**PROVIDED RECORDS:**

· · ·

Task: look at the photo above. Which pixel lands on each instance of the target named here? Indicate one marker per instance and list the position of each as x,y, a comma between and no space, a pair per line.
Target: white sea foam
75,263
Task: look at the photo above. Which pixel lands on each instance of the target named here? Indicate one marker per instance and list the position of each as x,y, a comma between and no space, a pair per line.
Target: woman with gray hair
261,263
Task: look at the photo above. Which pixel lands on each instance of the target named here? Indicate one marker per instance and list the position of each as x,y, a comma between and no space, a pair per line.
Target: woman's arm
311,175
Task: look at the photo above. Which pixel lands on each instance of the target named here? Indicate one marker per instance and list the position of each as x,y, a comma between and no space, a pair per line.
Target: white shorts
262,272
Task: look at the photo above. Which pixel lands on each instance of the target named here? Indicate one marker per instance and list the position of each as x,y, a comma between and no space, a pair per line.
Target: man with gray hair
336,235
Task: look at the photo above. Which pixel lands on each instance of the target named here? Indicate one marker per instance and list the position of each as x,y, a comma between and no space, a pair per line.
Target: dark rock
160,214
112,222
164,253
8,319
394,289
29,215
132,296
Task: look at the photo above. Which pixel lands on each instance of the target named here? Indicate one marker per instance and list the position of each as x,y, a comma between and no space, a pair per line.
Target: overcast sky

· · ·

**TASK BRIEF:**
Each of the records should be written out again, exactly as it reads.

**OUTPUT FOR THIS EXERCISE:**
Task: look at the photo above. Which pixel lands on each instance of the target named here? Indicate one marker per instance and list the position of each as x,y, a comma between and no space, a pair per line.
Target: white sea foam
75,263
Task: look at the photo above. Which pixel lands on each instance of the target named here? Indicate one marker per instance and list the position of each as x,y, a comma between and no space, a pair per line.
Target: woman with gray hair
261,263
Task: look at the photo above. Which pixel lands on each instance of the target named here? Indicate one marker per instance and list the position of each as x,y, a comma between and no space, a pair per line.
Target: woman's arm
311,175
Task: look at the photo above. Which pixel lands on each instance of the target named here? Indicate one marker per instance and list the position of each as x,y, a comma between and no space, a pair per line.
Target: white shorts
262,272
Task: look at the photo above. Which pixel lands on each instance of the target named here? Indicate one marker per instance and list the position of each as x,y, a comma between and no space, a pair per line.
Target: man with gray hair
336,235
Task: look at the photo above. Which pixel lands on each instance of the target named here? Indicate one marker per instance and list the position of each as x,y, a comma between and no space, a pair per line.
Target: dark rock
160,214
112,222
164,253
8,319
394,289
29,215
132,296
Task: look at the photo above. Which pixel lands on each instance of the target named here? Indicate one marker per instance and list the position of each as x,y, a comma between and no space, a pair per line.
Target: overcast sky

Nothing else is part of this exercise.